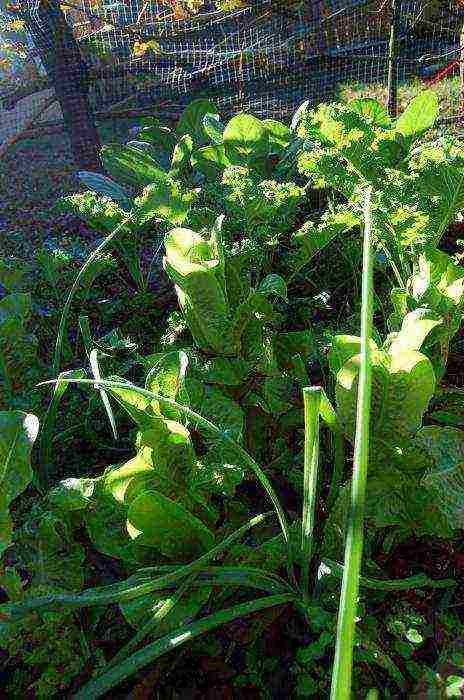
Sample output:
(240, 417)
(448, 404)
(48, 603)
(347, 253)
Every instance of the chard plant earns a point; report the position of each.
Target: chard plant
(227, 387)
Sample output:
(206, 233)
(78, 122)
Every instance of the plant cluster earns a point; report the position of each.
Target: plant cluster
(229, 386)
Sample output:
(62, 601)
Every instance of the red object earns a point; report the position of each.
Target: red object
(443, 73)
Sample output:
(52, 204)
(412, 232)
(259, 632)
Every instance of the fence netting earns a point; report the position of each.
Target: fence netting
(264, 56)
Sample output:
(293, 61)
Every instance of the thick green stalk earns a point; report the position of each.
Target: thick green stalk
(343, 665)
(312, 401)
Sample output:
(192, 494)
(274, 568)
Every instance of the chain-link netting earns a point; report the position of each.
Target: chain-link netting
(266, 56)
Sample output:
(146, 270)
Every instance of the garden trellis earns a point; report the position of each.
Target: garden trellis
(133, 57)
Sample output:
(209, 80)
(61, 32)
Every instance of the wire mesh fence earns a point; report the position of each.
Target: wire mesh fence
(264, 56)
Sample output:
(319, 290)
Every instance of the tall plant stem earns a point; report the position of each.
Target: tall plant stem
(342, 671)
(64, 316)
(312, 402)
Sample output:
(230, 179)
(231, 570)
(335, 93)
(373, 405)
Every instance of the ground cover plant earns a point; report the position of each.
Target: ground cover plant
(253, 396)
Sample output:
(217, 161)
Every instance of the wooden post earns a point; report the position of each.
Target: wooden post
(68, 75)
(393, 63)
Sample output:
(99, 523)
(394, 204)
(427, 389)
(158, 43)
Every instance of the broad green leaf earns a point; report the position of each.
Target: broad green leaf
(217, 406)
(164, 458)
(191, 120)
(373, 110)
(279, 135)
(415, 328)
(164, 200)
(344, 347)
(18, 432)
(273, 284)
(128, 590)
(218, 472)
(132, 166)
(443, 451)
(181, 155)
(196, 266)
(137, 406)
(278, 394)
(161, 137)
(246, 140)
(210, 160)
(46, 548)
(72, 494)
(402, 386)
(213, 127)
(167, 377)
(292, 344)
(419, 116)
(156, 521)
(108, 188)
(225, 371)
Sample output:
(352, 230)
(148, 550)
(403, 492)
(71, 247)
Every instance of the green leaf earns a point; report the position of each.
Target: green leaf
(280, 135)
(442, 451)
(141, 611)
(165, 200)
(167, 377)
(18, 306)
(48, 551)
(402, 386)
(419, 116)
(213, 128)
(181, 155)
(273, 284)
(210, 160)
(191, 121)
(246, 140)
(315, 237)
(18, 432)
(108, 188)
(132, 166)
(373, 110)
(196, 266)
(157, 521)
(415, 328)
(344, 347)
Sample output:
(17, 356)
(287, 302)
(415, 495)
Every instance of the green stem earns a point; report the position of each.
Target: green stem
(312, 400)
(343, 665)
(338, 468)
(64, 316)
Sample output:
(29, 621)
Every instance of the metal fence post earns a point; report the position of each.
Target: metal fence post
(393, 62)
(67, 72)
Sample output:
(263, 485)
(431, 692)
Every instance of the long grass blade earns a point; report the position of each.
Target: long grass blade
(103, 684)
(312, 401)
(234, 576)
(205, 423)
(402, 584)
(129, 589)
(48, 425)
(93, 359)
(85, 267)
(343, 664)
(149, 629)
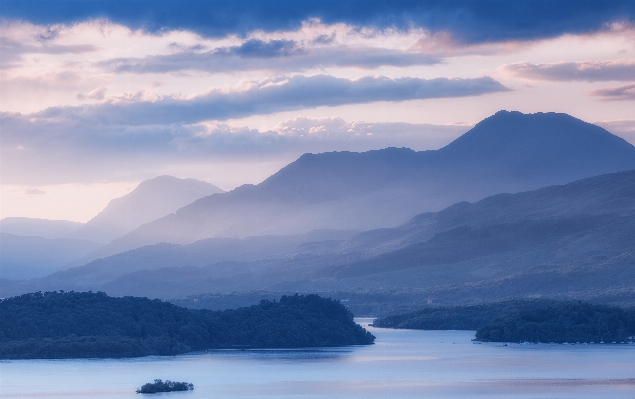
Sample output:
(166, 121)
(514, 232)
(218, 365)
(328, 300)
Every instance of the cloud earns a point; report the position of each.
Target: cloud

• **What you should do**:
Output every entry exactly as given; pictures are not part of the copy.

• **The response**:
Sample output:
(240, 417)
(448, 404)
(48, 603)
(347, 253)
Every instance of the chard plant earns a point; report the position of each.
Target: chard plant
(227, 387)
Sample output:
(206, 233)
(78, 122)
Every instance of the plant cluster earns a point; report the position of each.
Target: plant cluster
(229, 386)
Sample output:
(62, 601)
Every instance of the red object earns a point; report the position of each.
Target: red object
(443, 73)
Sample output:
(52, 204)
(412, 232)
(259, 632)
Every instance of the fence netting earns a point; report the position of each.
Target: fence netting
(264, 56)
Sample output:
(293, 61)
Every instance of the thick green stalk earns a point; report the position of each.
Target: thick green stalk
(343, 665)
(312, 401)
Sample output:
(192, 494)
(274, 568)
Every instance of the chain-link netting earns a point; report the position of each.
Target: chain-link netting
(266, 56)
Sample output:
(146, 270)
Every instance of the garden trellis earns a point; report the position of each.
Target: garden trellis
(133, 57)
Sample output:
(209, 80)
(61, 32)
Every instance of the wire mesh fence earns a point; report the position of each.
Target: wire mesh fence
(264, 56)
Sample output:
(319, 290)
Every instance of the tall plant stem earns a point; report the position of each.
Target: tall plant stem
(342, 671)
(64, 316)
(312, 402)
Sample output:
(230, 179)
(231, 570)
(335, 93)
(373, 405)
Every instance of the ground cover plant earns a point; report the position of each.
Target: ground cover plant
(253, 396)
Sample output:
(217, 161)
Every instance of the wooden post earns a point; report the position of each.
Target: wooden post
(68, 75)
(393, 63)
Sample output:
(99, 523)
(394, 204)
(427, 389)
(158, 43)
Every instance of the broad green leaf earns a point; report the position of each.
Target: broad green leaf
(217, 406)
(164, 458)
(191, 120)
(373, 110)
(279, 135)
(415, 328)
(164, 200)
(344, 347)
(18, 432)
(273, 284)
(128, 590)
(218, 472)
(132, 166)
(443, 451)
(181, 155)
(196, 266)
(137, 406)
(278, 394)
(161, 137)
(246, 140)
(210, 160)
(46, 548)
(72, 494)
(402, 386)
(213, 127)
(167, 377)
(292, 344)
(419, 116)
(156, 521)
(108, 188)
(225, 371)
Sample output:
(352, 230)
(148, 550)
(403, 492)
(71, 247)
Every instance of the green leaf earns a point; report the position of each.
Target: green leaf
(280, 135)
(442, 451)
(141, 611)
(165, 200)
(167, 377)
(18, 306)
(48, 551)
(402, 386)
(419, 116)
(213, 128)
(181, 155)
(273, 284)
(210, 160)
(191, 121)
(246, 140)
(315, 237)
(18, 432)
(108, 188)
(132, 166)
(373, 110)
(196, 266)
(157, 521)
(415, 328)
(344, 347)
Sample output:
(17, 356)
(287, 302)
(415, 495)
Every instance of the green stem earns a point; report the position of each.
Target: green stem
(312, 400)
(343, 665)
(338, 468)
(64, 316)
Sample output:
(29, 621)
Every instance of the metal fence post earns a point; report the position of each.
Target: metal fence post
(393, 62)
(67, 72)
Sample output:
(263, 485)
(431, 692)
Every instance of the long grass blade earns a point; report the position of each.
Target: long grass blade
(103, 684)
(312, 401)
(234, 576)
(205, 423)
(402, 584)
(129, 589)
(48, 425)
(93, 359)
(85, 267)
(343, 664)
(149, 629)
Sample output:
(166, 121)
(514, 232)
(218, 365)
(328, 300)
Every instance of the cloud earns a point; report the position of each.
Target: cloud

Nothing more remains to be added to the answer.